Short task >>
Your task is to return the line containing "Category: black banner at bottom" plus every line after it, exactly and with nothing added.

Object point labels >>
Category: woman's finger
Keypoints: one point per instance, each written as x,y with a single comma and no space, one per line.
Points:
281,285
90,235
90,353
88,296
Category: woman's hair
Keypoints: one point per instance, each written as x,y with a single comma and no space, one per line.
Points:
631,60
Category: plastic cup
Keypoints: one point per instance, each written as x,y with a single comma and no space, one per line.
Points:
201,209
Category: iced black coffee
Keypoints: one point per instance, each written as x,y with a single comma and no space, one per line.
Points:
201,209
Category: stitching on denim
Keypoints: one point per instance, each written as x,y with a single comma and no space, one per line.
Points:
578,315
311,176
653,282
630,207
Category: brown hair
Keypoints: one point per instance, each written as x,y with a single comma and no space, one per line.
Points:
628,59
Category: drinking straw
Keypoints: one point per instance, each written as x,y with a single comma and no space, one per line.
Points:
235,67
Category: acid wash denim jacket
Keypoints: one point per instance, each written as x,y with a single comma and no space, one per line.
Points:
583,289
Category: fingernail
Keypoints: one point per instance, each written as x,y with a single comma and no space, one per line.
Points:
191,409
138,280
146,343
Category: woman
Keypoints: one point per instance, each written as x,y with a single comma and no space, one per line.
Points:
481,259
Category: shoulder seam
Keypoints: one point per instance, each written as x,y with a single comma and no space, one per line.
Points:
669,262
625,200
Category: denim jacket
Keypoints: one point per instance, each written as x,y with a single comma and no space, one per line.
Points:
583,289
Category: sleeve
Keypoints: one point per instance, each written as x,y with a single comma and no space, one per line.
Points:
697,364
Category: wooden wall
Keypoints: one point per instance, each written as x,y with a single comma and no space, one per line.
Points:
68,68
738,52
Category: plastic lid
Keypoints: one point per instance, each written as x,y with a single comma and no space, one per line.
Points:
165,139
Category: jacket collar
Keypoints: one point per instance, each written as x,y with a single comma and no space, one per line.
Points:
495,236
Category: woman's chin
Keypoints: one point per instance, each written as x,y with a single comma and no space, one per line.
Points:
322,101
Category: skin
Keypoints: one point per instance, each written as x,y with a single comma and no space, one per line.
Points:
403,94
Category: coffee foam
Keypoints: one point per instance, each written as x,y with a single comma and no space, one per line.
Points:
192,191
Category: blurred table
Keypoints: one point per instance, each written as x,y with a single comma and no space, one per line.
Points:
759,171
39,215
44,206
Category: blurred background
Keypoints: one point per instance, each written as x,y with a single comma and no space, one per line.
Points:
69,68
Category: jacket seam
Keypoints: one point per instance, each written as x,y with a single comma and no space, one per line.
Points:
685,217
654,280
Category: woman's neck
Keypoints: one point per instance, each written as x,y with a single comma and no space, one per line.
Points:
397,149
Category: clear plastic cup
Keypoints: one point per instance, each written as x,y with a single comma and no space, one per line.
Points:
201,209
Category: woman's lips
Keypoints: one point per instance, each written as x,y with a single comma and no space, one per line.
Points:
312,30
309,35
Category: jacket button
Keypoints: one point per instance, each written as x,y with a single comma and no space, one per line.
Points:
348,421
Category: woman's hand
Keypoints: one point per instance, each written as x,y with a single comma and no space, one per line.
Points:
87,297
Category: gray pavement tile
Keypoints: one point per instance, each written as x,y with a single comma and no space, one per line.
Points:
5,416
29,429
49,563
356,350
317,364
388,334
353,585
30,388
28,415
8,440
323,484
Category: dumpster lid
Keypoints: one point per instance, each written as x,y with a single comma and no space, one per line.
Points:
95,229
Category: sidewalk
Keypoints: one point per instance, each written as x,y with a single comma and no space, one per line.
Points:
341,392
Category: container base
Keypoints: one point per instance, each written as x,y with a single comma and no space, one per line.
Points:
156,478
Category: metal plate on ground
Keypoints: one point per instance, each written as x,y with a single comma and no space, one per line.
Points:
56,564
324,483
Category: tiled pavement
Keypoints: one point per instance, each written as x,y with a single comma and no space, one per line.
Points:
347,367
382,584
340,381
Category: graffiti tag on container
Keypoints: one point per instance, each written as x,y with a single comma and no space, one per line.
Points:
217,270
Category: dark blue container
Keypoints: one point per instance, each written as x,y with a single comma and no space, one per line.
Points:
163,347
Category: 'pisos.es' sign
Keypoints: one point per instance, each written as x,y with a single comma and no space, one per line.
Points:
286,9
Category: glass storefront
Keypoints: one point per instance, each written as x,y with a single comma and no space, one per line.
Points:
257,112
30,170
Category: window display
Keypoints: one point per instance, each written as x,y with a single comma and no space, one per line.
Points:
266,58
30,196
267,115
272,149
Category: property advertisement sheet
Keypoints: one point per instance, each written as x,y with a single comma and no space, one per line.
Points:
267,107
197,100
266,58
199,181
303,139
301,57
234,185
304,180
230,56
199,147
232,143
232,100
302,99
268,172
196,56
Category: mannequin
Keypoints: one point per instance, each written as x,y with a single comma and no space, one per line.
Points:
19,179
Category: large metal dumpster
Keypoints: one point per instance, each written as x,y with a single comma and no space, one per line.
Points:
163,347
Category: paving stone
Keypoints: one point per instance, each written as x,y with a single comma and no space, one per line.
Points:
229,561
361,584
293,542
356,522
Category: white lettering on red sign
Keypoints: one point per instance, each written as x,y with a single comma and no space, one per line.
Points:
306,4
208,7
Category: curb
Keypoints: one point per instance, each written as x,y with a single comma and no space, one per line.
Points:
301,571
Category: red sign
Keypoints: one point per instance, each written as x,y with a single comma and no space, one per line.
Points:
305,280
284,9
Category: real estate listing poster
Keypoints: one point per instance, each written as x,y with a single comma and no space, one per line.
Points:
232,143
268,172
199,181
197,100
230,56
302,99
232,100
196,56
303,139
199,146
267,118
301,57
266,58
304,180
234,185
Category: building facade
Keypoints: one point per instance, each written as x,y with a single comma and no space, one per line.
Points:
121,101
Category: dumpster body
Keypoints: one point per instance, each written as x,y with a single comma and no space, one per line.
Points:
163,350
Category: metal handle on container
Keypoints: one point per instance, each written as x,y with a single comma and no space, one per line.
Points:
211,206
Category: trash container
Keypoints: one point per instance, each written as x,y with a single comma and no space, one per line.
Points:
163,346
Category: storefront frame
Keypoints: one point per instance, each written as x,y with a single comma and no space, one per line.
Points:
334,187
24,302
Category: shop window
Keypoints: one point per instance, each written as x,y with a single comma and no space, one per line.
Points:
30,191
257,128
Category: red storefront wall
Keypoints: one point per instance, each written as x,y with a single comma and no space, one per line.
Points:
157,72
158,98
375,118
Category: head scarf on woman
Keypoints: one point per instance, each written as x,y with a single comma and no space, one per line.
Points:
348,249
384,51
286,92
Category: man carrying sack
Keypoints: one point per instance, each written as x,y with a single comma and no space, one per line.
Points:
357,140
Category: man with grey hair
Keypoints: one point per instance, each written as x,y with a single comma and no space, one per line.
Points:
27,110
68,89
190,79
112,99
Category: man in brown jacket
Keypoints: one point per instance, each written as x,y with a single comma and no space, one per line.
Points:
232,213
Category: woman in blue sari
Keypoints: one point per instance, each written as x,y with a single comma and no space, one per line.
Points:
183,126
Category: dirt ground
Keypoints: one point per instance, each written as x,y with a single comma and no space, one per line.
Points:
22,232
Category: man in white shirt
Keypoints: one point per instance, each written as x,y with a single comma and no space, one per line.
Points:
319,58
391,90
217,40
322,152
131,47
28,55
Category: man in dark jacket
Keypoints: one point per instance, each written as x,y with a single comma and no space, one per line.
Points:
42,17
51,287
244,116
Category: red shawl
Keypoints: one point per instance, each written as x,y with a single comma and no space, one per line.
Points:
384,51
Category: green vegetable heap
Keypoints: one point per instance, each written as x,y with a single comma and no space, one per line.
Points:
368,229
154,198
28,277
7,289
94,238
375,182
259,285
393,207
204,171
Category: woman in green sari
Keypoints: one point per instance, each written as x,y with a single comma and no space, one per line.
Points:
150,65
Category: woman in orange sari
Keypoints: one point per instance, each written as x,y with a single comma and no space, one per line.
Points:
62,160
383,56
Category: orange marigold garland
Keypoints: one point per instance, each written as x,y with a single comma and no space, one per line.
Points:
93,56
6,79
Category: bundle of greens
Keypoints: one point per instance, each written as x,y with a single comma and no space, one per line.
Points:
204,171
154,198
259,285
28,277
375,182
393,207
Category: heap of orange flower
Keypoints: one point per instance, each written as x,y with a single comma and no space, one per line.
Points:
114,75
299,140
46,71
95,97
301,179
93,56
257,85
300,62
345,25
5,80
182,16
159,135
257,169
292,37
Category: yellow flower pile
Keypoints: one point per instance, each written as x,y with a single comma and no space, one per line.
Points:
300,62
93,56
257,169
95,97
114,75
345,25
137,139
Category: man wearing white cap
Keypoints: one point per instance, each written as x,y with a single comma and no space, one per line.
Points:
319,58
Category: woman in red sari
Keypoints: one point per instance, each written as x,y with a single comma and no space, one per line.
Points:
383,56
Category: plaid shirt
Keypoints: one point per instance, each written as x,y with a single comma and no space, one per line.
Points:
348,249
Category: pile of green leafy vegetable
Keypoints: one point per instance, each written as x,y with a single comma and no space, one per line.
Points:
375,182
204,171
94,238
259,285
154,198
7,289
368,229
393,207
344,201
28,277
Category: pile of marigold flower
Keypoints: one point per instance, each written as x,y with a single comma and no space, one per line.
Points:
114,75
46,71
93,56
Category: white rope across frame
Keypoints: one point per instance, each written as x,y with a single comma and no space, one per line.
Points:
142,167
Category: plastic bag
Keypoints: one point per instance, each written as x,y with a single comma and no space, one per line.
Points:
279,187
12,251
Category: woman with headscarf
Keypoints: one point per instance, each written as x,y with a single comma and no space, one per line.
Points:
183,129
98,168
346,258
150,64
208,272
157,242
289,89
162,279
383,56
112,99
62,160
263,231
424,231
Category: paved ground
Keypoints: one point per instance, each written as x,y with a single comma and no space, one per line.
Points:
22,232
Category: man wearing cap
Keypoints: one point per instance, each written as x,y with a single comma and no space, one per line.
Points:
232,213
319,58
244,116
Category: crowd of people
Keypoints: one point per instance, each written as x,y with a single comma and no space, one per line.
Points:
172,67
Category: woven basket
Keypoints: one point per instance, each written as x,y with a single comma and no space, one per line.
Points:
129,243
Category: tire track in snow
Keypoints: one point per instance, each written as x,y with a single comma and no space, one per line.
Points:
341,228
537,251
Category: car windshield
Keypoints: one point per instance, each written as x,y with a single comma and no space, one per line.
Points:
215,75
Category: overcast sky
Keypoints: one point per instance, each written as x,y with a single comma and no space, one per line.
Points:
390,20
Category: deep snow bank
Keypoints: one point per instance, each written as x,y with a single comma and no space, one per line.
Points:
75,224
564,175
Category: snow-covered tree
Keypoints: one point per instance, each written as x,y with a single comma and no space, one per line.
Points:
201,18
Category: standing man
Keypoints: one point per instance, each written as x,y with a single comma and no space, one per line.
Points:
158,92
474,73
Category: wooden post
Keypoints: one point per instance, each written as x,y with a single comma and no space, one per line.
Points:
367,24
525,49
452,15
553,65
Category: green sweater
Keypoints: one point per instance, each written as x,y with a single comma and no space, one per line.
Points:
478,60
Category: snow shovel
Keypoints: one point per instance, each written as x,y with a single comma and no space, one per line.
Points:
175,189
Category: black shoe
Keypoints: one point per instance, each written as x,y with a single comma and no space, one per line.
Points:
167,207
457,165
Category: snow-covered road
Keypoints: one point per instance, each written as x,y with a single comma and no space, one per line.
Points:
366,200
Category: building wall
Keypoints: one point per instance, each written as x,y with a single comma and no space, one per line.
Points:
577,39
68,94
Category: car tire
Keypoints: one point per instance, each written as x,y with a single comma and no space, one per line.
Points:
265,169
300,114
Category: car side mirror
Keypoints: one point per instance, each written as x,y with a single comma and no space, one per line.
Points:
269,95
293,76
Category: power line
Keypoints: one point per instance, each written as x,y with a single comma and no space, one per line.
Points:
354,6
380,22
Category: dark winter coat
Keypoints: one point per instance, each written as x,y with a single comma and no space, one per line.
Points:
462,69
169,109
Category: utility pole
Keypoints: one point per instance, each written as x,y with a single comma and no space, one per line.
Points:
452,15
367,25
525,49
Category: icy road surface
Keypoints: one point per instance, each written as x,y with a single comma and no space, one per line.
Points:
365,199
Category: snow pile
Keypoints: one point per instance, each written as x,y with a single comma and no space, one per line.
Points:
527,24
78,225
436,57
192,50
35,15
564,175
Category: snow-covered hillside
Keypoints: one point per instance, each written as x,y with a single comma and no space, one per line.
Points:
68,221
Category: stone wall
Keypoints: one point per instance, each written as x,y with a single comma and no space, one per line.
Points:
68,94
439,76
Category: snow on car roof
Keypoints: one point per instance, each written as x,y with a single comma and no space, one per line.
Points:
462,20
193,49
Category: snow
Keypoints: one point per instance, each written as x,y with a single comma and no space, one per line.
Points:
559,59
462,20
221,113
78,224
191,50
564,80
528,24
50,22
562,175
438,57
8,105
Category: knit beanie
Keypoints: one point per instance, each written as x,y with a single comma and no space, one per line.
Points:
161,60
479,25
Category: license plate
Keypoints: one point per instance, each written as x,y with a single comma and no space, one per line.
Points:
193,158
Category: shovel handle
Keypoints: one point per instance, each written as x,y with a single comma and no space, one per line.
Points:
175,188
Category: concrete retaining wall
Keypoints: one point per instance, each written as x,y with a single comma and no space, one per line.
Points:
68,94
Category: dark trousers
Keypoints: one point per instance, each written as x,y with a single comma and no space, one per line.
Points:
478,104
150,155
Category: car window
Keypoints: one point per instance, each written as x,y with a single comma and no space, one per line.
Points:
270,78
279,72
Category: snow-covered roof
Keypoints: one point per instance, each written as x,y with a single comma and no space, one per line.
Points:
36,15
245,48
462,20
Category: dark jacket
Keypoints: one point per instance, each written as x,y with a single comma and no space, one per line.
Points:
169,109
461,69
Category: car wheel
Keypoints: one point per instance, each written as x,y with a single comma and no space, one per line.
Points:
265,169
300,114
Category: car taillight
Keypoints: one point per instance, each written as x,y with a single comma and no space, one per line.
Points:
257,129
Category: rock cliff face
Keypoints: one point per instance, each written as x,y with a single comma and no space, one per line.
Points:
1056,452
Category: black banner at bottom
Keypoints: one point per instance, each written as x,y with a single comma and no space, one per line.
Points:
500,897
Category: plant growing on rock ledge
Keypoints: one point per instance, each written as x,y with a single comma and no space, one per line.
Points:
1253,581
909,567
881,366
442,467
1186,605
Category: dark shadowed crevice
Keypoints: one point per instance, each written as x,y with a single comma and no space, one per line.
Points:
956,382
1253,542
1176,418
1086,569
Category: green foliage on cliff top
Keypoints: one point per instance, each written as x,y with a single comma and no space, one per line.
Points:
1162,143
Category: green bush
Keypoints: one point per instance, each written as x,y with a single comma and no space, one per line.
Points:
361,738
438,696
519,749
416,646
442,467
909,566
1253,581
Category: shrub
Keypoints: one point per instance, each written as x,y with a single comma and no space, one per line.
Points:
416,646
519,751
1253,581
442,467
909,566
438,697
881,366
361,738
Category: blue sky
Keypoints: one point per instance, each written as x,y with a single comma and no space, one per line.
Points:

Worked solution >>
Category: black banner at bottom
Keypoints: one point per instance, each written as x,y with a single comma and no space, one per line.
Points:
500,897
Category: plant growing on rock ledge
Keypoints: one point per instance, each written as x,y with a single comma and no space, one per line.
Points:
1253,581
909,567
881,366
442,467
1186,605
Category: dark shadowed crevice
Keypoints: one point per instance, each written as x,y with a single comma and no space, one per line.
Points:
956,382
1253,542
1176,418
1086,569
Category: green foliage on cliff top
Keypoints: one point per instance, each written as x,y with a single comma and no space, one per line.
Points:
1162,143
Category: green bush
Keypoints: one point per instance, each written as x,y with a single comma and no space, one per line.
Points:
361,738
438,696
519,749
416,646
442,467
909,566
1253,581
Category: shrub
Keypoints: one point per instance, each written as x,y with a single comma and no space, one per line.
Points:
416,646
519,751
1253,581
442,467
909,566
438,697
881,366
361,738
Category: blue sky
Keypoints: one point per instance, each written as x,y with a single comma and no space, one per line.
Points:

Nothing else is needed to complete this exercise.